__Your task__. The expected response is the entire set of entries, copied exactly.

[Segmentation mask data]
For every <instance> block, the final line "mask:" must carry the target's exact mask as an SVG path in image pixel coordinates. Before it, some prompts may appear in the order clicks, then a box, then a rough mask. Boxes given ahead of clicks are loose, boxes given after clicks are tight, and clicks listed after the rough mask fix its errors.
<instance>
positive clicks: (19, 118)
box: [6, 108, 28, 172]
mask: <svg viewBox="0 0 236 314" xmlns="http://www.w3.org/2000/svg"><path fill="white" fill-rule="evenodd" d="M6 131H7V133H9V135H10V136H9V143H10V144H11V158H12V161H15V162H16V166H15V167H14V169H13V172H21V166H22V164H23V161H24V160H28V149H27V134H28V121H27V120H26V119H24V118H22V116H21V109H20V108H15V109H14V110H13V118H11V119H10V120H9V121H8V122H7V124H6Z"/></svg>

__Task result__.
For every <instance> block, the final line "mask:" must carry the target's exact mask as an SVG path in image pixel coordinates. Before it, some prompts may appear in the order clicks, then a box, then a rough mask. Boxes given ahead of clicks are loose, boxes given after clicks are tight, and clicks listed after the rough mask fix its errors.
<instance>
positive clicks: (19, 118)
box: [6, 108, 28, 172]
mask: <svg viewBox="0 0 236 314" xmlns="http://www.w3.org/2000/svg"><path fill="white" fill-rule="evenodd" d="M6 131H7V133H9V135H10V136H9V143H10V144H11V158H12V161H15V162H16V166H15V167H14V169H13V172H21V166H22V164H23V161H24V160H28V149H27V134H28V121H27V120H26V119H24V118H22V116H21V109H20V108H15V109H14V110H13V118H11V119H10V120H9V121H8V122H7V124H6Z"/></svg>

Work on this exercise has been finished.